* [TASK DIRECTIONS]: Rewrite the oil prices report starting with "Brent was down" and going on through "bpd or below.", changing "Brent" to "Brent crude".

* [EXCERPT]:
• • • • • • •

Fear about lower fuel demand pushes oil prices down

London — Oil prices fell on Monday on worries that widening coronavirus lockdowns in Europe would weaken fuel demand and amid concerns about turbulence around this week’s US presidential election.

Brent was down 97 US cents, or 2.6%, to $36.97 a barrel by 9.48am GMT, and US West Texas Intermediate fell $1.04, or 2.9%, to $34.75. Both contracts fell more than $2 earlier in the session.

Countries across Europe have reimposed lockdown measures to try to slow Covid-19 infection rates that have accelerated in the past month.

“Near-term oil fundamentals will continue to deteriorate until the unprecedented rise in Covid infections is brought under control,” said Stephen Brennock of oil broker PVM.

Global oil trading companies expect further demand destruction although estimates differ. Vitol sees winter demand at 96-million barrels per day (bpd) while Trafigura expects demand to fall to 92-million bpd or below.

A tighter race in the lead up to the US election on Tuesday and electoral uncertainty also prompted investor caution in global markets.

• • • • • • •

* [EXTRACTED MATERIAL]:

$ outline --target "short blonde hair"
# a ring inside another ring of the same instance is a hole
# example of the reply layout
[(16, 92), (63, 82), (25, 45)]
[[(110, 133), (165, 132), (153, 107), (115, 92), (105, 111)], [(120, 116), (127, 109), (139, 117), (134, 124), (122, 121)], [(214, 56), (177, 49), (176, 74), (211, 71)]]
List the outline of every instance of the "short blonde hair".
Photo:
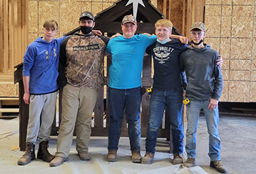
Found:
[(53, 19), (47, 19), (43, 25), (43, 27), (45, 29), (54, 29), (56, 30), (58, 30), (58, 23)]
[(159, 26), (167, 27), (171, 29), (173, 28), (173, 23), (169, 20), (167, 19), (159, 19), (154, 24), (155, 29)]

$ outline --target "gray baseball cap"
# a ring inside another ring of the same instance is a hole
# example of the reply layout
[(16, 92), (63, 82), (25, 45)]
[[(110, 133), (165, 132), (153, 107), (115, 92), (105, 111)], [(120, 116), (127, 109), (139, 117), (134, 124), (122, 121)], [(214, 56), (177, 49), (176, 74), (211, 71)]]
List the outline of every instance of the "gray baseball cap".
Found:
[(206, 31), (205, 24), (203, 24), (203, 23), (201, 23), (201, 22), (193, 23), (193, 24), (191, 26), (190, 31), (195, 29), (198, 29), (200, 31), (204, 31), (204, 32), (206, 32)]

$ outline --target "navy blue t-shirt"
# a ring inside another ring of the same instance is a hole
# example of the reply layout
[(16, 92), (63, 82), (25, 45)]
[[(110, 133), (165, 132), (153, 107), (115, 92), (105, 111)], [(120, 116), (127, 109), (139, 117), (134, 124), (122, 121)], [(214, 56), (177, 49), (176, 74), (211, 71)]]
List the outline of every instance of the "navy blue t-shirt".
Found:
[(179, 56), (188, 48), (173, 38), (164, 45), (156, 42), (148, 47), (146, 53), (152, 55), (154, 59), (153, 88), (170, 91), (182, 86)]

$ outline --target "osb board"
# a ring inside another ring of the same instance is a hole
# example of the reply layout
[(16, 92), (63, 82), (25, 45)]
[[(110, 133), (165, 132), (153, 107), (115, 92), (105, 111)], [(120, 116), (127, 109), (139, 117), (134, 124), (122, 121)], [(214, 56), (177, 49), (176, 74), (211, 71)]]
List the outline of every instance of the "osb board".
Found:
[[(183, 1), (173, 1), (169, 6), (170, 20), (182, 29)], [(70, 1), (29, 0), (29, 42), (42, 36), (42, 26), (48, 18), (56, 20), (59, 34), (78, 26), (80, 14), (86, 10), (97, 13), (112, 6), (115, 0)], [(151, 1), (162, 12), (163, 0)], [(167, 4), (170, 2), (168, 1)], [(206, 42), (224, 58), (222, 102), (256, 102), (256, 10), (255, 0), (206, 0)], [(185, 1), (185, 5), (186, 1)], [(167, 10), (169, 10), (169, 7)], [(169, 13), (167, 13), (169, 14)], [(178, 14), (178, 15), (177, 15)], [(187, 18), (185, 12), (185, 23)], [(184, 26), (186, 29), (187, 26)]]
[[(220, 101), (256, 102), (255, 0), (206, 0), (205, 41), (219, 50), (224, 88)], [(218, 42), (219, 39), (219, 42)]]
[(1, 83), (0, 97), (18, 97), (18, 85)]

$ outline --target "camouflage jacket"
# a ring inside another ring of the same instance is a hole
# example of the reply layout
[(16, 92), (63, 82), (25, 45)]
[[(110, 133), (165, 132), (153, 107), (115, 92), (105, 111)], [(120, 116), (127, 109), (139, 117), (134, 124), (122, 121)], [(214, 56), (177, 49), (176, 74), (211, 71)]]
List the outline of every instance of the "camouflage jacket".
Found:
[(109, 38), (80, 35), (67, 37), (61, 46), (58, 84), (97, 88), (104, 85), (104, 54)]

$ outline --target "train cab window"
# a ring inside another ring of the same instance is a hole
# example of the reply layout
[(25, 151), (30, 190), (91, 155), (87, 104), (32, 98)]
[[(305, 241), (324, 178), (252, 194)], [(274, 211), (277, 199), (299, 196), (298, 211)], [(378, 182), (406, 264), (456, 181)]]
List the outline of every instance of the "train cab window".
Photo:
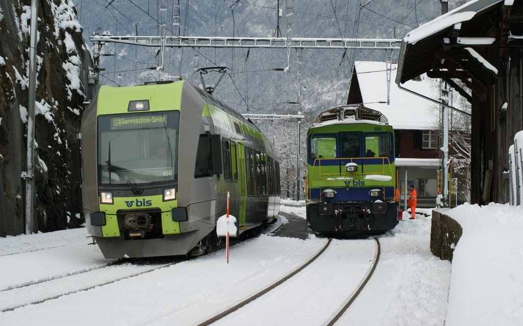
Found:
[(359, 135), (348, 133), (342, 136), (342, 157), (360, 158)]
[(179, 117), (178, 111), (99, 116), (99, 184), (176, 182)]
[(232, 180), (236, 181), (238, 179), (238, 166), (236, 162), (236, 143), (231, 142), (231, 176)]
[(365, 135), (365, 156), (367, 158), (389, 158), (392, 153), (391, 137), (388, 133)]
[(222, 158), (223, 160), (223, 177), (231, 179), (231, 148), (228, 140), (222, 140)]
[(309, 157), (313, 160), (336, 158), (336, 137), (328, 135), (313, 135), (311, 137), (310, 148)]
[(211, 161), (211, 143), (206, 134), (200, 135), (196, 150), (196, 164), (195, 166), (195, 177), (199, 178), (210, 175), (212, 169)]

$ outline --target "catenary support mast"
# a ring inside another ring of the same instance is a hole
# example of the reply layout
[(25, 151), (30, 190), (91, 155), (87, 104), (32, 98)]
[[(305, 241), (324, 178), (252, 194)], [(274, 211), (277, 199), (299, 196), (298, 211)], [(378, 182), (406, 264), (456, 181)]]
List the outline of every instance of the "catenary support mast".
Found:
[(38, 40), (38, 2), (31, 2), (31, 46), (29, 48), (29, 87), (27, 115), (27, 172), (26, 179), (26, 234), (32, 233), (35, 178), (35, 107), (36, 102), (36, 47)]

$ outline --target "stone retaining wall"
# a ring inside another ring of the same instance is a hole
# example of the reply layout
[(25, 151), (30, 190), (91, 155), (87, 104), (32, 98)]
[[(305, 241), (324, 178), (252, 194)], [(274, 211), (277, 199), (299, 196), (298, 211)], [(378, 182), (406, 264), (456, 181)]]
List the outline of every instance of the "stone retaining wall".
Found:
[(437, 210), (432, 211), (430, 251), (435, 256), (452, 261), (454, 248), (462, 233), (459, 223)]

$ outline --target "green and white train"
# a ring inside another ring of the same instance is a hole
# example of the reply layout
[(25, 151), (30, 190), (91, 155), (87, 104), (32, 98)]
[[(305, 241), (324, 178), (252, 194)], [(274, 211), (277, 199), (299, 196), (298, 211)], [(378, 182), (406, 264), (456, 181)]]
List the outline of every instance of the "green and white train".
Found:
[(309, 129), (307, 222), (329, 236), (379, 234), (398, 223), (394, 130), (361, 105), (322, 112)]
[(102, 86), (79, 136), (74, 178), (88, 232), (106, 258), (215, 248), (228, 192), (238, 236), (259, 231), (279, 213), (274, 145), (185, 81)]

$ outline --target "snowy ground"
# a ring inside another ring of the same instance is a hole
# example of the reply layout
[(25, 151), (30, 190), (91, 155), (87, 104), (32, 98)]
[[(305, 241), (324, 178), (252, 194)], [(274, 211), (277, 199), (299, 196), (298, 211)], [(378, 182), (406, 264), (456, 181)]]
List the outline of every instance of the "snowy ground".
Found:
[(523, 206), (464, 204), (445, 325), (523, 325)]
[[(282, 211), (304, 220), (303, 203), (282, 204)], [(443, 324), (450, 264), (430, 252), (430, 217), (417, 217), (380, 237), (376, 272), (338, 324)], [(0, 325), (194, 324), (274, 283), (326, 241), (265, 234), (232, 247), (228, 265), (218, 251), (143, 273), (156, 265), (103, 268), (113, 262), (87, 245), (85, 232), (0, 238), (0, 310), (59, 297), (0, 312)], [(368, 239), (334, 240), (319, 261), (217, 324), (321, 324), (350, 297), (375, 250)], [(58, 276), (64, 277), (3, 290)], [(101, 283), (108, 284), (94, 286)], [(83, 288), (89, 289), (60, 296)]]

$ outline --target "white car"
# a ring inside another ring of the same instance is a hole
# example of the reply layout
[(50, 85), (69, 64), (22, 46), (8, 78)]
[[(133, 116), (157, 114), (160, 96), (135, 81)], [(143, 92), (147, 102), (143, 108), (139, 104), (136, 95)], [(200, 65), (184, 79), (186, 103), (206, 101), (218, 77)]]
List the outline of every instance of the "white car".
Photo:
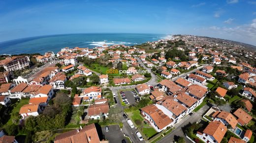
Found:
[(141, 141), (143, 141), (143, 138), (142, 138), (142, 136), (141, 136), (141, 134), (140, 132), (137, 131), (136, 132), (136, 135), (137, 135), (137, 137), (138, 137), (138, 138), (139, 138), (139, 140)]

• • • • • • •

* [SOLUTION TO THIS TASK]:
Brent crude was down 97 US cents, or 2.6%, to $36.97 a barrel by 9.48am GMT, and US West Texas Intermediate fell $1.04, or 2.9%, to $34.75. Both contracts fell more than $2 earlier in the session.

Countries across Europe have reimposed lockdown measures to try to slow Covid-19 infection rates that have accelerated in the past month.

“Near-term oil fundamentals will continue to deteriorate until the unprecedented rise in Covid infections is brought under control,” said Stephen Brennock of oil broker PVM.

Global oil trading companies expect further demand destruction although estimates differ. Vitol sees winter demand at 96-million barrels per day (bpd) while Trafigura expects demand to fall to 92-million bpd or below.